(Image point grounding data)
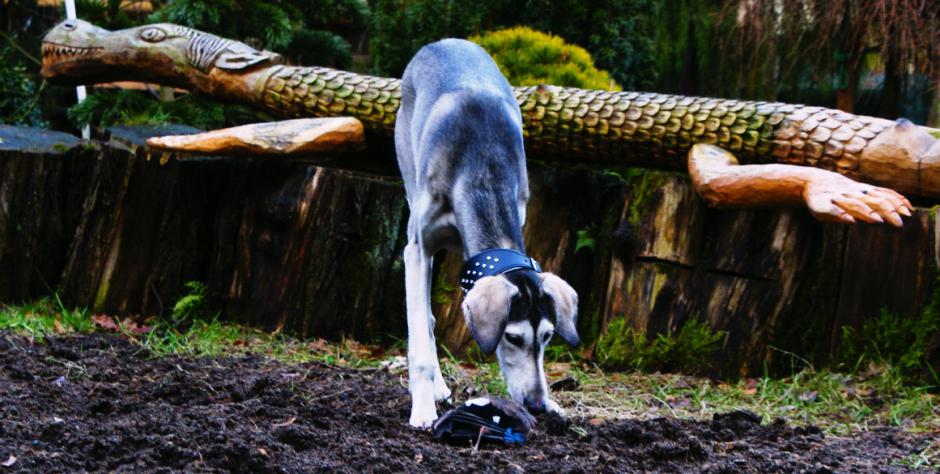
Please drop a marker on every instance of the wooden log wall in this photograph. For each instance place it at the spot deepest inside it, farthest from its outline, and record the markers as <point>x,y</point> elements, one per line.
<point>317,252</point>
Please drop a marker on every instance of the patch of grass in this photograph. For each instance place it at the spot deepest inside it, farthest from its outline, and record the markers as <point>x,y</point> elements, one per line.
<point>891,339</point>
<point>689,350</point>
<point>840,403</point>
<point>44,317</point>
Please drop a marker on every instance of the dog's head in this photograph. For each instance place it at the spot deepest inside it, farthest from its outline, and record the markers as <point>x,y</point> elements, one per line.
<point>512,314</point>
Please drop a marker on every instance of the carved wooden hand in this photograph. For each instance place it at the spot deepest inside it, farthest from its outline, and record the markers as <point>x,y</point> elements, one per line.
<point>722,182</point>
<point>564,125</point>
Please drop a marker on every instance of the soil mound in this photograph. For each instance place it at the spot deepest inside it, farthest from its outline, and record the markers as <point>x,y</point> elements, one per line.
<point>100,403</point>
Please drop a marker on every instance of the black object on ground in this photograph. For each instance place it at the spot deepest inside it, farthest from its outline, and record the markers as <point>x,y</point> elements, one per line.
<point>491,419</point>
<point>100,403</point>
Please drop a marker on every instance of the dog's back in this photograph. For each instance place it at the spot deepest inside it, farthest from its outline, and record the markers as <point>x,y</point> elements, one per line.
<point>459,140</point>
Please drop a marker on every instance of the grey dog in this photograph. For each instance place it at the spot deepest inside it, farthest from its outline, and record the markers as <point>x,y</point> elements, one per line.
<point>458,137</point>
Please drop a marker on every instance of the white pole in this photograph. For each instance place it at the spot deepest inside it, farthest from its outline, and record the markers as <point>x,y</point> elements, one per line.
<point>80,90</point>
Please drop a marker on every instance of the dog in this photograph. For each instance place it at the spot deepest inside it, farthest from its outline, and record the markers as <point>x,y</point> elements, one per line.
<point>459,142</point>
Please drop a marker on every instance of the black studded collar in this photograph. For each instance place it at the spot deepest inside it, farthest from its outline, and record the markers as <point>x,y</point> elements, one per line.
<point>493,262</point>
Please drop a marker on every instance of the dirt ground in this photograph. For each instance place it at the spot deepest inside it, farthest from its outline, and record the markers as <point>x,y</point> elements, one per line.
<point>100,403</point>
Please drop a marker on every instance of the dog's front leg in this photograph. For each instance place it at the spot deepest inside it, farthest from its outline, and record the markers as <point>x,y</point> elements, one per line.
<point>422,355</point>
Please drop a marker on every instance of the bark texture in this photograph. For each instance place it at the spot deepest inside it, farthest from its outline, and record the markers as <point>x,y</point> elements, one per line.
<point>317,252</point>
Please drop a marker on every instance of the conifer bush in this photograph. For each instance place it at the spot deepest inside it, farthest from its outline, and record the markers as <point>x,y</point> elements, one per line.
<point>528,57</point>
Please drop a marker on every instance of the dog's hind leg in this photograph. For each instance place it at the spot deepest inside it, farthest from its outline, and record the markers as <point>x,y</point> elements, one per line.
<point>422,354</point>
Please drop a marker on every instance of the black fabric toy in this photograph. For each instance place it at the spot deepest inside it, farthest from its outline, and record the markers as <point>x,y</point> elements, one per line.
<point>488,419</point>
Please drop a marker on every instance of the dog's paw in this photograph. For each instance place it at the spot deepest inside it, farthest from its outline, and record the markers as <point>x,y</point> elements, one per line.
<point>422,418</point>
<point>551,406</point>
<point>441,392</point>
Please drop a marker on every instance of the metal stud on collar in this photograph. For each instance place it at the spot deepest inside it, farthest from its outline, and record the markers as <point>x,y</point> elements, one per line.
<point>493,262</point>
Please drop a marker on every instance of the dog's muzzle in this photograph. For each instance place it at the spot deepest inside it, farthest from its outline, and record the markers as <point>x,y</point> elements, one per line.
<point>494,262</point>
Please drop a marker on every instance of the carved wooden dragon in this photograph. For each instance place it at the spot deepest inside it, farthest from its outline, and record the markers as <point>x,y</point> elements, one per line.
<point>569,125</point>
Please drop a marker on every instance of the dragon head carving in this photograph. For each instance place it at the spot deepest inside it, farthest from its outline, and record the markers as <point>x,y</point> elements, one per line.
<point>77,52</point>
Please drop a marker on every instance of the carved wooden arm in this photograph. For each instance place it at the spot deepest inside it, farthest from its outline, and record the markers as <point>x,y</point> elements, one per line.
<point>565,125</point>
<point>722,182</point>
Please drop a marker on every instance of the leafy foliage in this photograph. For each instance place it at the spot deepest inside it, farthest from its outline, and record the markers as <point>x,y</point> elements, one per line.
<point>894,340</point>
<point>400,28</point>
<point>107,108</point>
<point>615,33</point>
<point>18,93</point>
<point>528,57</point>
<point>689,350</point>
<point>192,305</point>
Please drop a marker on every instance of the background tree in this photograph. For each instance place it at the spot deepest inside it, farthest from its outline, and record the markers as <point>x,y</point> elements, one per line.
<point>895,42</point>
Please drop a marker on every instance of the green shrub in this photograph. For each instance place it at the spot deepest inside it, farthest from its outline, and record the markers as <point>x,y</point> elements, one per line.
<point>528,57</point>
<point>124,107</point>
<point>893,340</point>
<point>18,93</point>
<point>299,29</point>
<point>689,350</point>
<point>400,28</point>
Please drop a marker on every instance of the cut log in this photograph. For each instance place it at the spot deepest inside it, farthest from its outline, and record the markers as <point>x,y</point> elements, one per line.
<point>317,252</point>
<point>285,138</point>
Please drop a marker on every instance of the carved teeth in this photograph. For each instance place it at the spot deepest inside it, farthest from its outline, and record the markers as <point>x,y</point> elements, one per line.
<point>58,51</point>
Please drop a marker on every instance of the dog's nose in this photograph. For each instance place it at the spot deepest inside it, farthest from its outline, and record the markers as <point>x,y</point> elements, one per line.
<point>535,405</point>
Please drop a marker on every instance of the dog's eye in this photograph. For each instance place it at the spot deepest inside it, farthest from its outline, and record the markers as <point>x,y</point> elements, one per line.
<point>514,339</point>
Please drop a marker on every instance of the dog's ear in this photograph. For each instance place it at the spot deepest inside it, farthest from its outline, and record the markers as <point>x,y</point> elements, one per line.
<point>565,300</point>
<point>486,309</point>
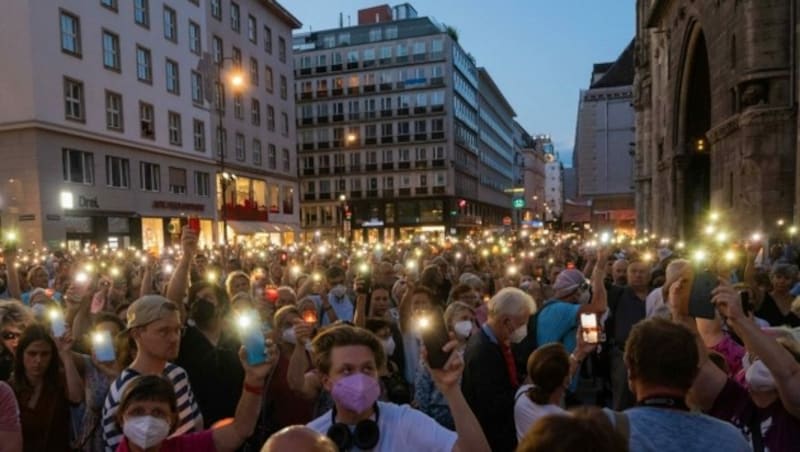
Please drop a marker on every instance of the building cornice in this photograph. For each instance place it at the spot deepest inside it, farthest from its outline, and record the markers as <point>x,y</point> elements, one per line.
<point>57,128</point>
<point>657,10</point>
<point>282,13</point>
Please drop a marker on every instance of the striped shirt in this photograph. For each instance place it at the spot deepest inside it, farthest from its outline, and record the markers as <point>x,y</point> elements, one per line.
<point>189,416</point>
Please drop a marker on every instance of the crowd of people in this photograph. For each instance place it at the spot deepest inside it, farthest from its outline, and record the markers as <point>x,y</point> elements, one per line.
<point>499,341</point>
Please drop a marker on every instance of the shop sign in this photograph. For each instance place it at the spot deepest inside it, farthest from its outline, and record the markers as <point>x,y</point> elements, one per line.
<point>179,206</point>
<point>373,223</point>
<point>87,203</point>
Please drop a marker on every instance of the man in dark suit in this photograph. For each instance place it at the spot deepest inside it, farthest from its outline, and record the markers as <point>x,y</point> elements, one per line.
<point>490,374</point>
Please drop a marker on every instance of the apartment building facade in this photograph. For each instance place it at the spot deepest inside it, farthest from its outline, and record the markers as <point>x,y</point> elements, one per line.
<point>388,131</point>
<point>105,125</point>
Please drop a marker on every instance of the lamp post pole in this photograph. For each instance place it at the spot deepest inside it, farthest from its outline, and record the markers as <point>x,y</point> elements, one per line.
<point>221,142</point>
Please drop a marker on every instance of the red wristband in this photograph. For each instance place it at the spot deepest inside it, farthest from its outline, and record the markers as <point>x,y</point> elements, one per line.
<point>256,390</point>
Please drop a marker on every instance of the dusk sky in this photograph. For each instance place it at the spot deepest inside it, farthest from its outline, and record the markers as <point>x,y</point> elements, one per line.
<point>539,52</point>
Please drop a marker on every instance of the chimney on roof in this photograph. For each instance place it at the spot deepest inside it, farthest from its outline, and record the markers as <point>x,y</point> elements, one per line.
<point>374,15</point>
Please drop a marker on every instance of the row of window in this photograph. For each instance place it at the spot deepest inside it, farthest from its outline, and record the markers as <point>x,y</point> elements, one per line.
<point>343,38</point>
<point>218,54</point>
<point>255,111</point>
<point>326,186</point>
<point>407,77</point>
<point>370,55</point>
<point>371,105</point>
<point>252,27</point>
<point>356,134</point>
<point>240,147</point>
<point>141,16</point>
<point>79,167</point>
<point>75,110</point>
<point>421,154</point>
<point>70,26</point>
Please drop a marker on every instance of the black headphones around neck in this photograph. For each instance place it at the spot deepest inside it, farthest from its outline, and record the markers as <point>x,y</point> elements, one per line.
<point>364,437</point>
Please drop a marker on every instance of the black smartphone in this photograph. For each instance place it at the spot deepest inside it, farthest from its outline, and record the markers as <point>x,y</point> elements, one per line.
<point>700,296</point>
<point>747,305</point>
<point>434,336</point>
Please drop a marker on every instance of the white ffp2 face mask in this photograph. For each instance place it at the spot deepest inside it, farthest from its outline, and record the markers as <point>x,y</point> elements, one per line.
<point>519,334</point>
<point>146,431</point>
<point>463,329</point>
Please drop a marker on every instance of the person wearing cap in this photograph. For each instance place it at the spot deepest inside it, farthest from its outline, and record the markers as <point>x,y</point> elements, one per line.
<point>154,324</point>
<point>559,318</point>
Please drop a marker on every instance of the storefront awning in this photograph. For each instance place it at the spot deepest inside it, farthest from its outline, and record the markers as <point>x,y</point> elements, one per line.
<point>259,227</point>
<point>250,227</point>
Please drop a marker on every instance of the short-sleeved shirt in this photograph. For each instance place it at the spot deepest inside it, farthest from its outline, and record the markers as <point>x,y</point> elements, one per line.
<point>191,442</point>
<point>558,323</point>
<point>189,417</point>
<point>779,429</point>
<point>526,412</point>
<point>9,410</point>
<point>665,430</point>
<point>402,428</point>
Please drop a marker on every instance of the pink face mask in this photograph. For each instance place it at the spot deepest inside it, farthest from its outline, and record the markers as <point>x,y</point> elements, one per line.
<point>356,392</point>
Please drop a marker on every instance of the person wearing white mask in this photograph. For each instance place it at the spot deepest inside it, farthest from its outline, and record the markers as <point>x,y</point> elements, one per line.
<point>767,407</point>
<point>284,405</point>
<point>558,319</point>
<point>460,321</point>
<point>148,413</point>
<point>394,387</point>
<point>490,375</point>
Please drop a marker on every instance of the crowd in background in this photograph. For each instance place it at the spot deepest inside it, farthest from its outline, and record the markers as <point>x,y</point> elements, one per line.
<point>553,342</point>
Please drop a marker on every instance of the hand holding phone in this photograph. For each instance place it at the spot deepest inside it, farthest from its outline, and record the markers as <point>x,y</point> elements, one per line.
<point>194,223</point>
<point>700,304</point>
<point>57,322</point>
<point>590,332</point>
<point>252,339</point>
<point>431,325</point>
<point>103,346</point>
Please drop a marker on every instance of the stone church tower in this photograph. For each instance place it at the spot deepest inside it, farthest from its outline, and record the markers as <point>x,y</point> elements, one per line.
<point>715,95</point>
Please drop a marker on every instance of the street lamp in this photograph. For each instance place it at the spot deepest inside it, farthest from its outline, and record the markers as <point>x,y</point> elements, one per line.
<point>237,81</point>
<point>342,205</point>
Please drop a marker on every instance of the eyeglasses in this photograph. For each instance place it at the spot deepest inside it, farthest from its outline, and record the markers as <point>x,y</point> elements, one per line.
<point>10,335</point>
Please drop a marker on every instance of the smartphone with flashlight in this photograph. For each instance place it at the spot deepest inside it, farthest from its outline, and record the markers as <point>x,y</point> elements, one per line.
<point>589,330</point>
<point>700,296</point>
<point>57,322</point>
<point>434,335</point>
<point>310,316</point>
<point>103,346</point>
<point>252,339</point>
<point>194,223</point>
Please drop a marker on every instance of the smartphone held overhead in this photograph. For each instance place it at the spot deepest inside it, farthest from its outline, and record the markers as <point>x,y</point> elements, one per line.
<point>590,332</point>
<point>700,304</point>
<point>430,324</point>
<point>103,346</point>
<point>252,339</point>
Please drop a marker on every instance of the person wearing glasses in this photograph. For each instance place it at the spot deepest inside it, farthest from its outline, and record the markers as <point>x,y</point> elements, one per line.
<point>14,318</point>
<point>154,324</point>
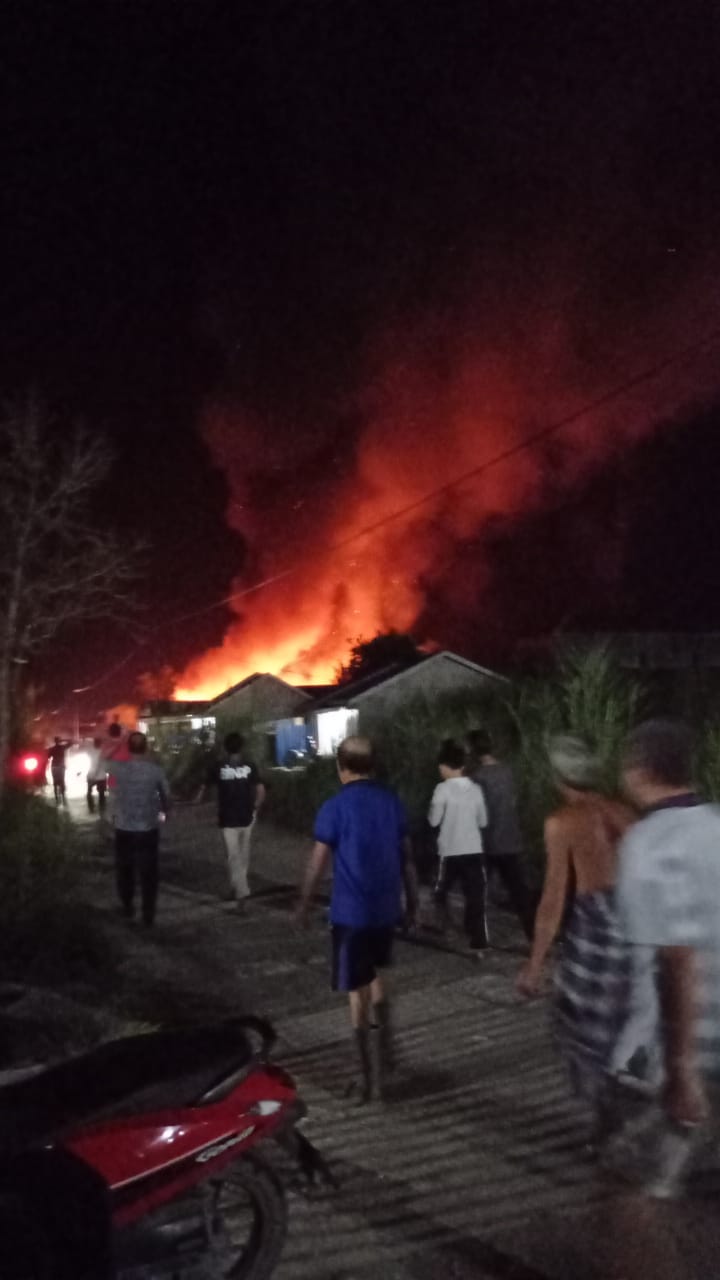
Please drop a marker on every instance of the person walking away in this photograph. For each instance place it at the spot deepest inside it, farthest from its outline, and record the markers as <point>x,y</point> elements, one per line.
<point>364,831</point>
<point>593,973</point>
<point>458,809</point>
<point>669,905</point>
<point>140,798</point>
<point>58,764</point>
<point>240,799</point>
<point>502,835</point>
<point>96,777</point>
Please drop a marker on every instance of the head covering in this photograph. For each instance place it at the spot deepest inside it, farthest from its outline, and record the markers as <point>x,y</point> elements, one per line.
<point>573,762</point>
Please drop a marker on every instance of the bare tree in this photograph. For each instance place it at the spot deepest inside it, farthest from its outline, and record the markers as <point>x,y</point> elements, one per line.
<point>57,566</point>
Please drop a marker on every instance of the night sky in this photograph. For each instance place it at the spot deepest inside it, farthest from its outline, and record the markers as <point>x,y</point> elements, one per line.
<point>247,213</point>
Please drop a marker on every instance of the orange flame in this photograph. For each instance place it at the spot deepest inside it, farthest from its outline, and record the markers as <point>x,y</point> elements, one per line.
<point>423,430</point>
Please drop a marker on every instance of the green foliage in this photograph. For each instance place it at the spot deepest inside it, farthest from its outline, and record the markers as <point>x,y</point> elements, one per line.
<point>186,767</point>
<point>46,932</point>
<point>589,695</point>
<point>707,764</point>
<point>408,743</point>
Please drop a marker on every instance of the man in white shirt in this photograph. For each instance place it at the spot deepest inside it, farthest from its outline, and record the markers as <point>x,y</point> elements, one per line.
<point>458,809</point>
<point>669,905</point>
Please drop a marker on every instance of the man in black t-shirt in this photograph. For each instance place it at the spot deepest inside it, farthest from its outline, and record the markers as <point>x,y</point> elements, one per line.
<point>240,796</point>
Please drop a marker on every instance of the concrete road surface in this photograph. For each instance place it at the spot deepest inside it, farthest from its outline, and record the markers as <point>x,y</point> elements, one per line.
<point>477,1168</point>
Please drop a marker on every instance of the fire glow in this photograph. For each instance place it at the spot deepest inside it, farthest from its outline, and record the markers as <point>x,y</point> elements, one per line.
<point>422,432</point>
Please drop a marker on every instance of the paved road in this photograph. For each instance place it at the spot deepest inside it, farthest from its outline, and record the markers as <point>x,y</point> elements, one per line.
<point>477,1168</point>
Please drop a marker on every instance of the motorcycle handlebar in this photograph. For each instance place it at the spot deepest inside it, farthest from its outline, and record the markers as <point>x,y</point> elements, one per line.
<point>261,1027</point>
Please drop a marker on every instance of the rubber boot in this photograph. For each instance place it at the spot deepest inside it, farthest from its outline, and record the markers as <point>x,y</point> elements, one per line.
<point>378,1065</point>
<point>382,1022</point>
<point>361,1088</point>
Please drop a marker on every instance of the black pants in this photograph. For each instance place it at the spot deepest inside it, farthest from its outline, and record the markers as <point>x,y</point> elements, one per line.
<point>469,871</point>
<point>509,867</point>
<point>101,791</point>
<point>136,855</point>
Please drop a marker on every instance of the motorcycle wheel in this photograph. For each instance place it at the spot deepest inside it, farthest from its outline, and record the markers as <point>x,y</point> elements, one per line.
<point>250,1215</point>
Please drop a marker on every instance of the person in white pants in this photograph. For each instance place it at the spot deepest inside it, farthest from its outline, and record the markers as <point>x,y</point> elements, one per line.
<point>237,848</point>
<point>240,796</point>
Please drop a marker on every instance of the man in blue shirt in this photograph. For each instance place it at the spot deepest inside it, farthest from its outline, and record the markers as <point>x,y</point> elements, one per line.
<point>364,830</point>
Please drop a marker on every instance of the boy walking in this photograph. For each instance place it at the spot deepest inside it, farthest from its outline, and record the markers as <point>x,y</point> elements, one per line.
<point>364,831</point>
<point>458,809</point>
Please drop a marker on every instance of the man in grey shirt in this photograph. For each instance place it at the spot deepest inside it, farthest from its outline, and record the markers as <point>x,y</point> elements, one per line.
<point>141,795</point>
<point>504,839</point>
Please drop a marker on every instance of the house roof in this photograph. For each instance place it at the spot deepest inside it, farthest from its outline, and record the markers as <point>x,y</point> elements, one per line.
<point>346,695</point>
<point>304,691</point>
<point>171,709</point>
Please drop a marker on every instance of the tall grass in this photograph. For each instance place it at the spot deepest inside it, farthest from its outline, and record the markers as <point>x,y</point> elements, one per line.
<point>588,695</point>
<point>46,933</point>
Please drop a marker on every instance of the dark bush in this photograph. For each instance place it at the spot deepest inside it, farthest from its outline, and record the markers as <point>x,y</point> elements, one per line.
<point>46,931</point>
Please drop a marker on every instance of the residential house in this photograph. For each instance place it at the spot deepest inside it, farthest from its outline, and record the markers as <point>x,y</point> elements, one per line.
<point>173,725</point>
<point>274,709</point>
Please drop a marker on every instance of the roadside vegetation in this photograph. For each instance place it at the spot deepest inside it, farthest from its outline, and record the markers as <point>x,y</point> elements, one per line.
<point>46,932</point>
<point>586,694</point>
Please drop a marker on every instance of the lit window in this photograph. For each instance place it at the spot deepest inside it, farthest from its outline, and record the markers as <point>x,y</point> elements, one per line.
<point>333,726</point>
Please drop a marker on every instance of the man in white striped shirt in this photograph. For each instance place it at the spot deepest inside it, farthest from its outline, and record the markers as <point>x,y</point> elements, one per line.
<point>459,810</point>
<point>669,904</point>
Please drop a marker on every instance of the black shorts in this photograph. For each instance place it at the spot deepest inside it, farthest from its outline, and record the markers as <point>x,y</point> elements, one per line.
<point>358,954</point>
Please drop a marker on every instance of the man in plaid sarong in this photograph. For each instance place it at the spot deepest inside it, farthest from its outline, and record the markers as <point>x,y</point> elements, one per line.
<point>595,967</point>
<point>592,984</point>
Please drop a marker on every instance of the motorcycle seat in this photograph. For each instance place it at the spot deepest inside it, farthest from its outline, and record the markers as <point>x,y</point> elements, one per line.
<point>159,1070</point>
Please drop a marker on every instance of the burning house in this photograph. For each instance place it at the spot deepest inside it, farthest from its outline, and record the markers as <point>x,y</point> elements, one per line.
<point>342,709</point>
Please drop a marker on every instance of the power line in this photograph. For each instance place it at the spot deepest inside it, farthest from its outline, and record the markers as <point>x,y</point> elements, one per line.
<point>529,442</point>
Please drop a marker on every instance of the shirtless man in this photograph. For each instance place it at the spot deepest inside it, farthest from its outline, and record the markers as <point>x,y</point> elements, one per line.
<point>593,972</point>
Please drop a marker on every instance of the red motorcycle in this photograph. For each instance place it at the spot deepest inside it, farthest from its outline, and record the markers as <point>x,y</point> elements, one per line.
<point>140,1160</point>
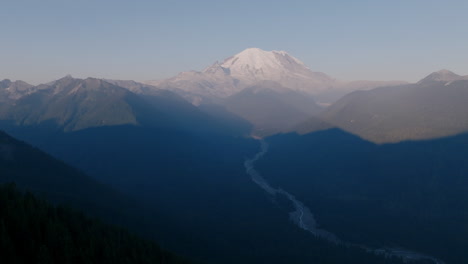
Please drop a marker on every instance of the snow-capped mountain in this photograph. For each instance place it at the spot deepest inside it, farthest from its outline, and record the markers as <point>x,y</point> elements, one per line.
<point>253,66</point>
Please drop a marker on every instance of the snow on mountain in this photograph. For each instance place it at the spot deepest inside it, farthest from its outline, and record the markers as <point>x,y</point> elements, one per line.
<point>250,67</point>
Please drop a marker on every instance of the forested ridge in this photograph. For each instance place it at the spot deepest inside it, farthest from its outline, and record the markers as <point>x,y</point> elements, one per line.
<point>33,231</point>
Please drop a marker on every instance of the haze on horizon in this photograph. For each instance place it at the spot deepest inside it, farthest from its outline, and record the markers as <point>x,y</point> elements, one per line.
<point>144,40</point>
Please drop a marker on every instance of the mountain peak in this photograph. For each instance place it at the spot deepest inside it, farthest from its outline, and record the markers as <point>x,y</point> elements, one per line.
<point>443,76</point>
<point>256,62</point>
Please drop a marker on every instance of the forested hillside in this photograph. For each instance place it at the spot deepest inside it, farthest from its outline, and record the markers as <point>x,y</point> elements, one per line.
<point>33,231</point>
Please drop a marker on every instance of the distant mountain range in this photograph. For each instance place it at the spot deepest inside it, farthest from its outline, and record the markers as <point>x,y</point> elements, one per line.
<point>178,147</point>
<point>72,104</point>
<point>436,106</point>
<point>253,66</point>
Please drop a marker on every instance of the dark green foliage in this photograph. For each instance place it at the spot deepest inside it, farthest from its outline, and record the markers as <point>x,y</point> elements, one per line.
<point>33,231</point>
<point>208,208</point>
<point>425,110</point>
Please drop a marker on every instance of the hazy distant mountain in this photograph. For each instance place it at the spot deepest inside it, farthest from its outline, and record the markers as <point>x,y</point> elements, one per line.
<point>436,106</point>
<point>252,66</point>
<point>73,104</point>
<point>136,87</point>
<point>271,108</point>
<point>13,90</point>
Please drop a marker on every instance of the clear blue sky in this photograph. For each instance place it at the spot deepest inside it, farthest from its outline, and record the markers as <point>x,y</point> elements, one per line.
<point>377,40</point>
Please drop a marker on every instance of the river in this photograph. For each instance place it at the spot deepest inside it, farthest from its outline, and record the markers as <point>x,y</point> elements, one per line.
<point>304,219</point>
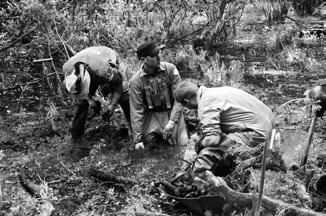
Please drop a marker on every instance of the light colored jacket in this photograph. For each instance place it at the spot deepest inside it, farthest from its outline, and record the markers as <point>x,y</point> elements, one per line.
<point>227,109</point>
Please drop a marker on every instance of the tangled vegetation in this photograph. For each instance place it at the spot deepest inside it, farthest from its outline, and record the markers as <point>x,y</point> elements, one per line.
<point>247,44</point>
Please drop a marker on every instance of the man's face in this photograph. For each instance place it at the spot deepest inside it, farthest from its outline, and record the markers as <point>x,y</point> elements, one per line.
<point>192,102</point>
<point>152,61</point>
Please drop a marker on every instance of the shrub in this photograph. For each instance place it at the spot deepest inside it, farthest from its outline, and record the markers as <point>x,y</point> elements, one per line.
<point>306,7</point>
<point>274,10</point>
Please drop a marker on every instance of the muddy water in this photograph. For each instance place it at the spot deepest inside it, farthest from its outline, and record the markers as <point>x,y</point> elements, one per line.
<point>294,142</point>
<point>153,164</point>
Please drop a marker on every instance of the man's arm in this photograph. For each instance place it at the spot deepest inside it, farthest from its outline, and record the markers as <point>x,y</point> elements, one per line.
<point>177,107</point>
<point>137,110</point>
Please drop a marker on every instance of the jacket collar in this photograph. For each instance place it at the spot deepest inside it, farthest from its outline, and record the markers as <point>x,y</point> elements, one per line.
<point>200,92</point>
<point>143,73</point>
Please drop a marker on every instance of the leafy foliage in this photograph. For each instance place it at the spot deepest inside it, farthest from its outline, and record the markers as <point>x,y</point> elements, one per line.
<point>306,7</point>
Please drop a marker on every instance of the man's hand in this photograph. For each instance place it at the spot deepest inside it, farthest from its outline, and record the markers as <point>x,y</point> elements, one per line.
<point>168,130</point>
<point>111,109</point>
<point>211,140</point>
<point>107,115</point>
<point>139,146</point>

REQUIRED ACTION: What is wanted is the line containing "Please drop a marker on every instance of the muddy" and every line after it through the last line of the entries, printed exactly.

REPLY TO THE TASK:
Please drop a marker on every instance of the muddy water in this photograph. For each instance place it at the spot deepest inside it, farthest from its outline, and record the markers as <point>x,y</point> elements, one per line.
<point>294,142</point>
<point>153,164</point>
Please drop a marker on every instance of the man's arm in this photograph. For each instance place it at the spot deepest inside it, farthest from its outline, and record the markers as <point>x,y</point> elements, one per line.
<point>177,107</point>
<point>137,110</point>
Please drop a marker on every instance of the jacket collar in this photograph. For each instance place it at the spot deepest inside it, farthest from its outline, and record the markers as <point>x,y</point> elements, one per line.
<point>200,92</point>
<point>143,73</point>
Please drop a marker on every instance of the leafy foliage in this photograph. For each instance place it at the spot deepest inside it, farthest from its outline, and record the markers as <point>x,y</point> elements, one per line.
<point>306,7</point>
Please drop a marker on every instance of the man's hand in this photograph. For each instance place it at the spot deepest inside it, farthest from its outline, and record the markers as <point>x,y</point> elements, one per line.
<point>168,130</point>
<point>111,109</point>
<point>211,140</point>
<point>107,115</point>
<point>139,146</point>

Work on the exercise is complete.